** START TEXT PROVIDED **

But something has changed within that 1 percent: While it was once dominated by a population of rentiers, coupon clippers who barely worked if at all, it is now dominated, especially in the United States, by a group of star CEOs and financiers who flatter themselves that they're being paid for their extraordinary talents.

Economics as a discipline loves stories about equilibrium and convergence. Vast inequities should, in theory, be "competed away," as neoclassical economics likes to say. But mostly they're not. Globally, poorer countries should gain on richer ones as technology and education spread and mobile capital's search for higher returns makes the poor less poor. That has happened to some degree, but rapidly developing economies such as India and many African nations remain much poorer than the United States or Western Europe. In the case of personal wealth, old fortunes should decline and be replaced by new ones, just as manual typewriters were replaced by electric ones, and electric typewriters were superseded by computers. But in fact old money is remarkably persistent. Yes, we've seen the creation of a large number of new fortunes over the last few decades, a change from wealth's dark days of the mid-twentieth century. Bill Gates is the son of a well-off lawyer who was nowhere near a billionaire; Mark Zuckerberg sprang from the loins of a dentist and a psychiatrist. They are the very picture of modern new wealth. But despite those new fortunes, inheritance remains very important. David Rockefeller, worth $2.8 billion at the age of ninety-eight, is number 193 on the Forbes 400. Overall, Piketty concludes, it's likely that half or more of the wealth of the upper orders originates in inheritance.

** END TEXT PROVIDED **
** START RECORDED INFORMATION **

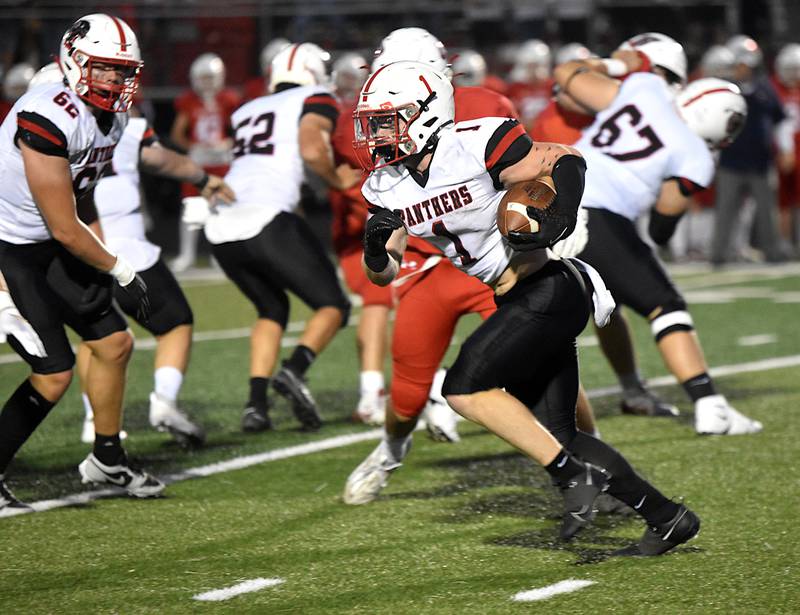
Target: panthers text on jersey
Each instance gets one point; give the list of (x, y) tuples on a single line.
[(454, 203), (118, 199), (267, 169), (636, 144), (53, 120)]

** END RECORDED INFORMATION **

WRITTEN INSTRUCTION 1>
From the passage on wealth and inheritance, return the words starting at "But something has" and ending at "their extraordinary talents.".
WRITTEN INSTRUCTION 2>
Put this sentence from the passage on wealth and inheritance into Spanish: "But in fact old money is remarkably persistent."
WRITTEN INSTRUCTION 3>
According to the passage on wealth and inheritance, what does Piketty conclude about where the wealth of the upper orders comes from?

REPLY 1>
But something has changed within that 1 percent: While it was once dominated by a population of rentiers, coupon clippers who barely worked if at all, it is now dominated, especially in the United States, by a group of star CEOs and financiers who flatter themselves that they're being paid for their extraordinary talents.

REPLY 2>
Pero, de hecho, el dinero viejo es notablemente persistente.

REPLY 3>
Half or more of it likely originates in inheritance.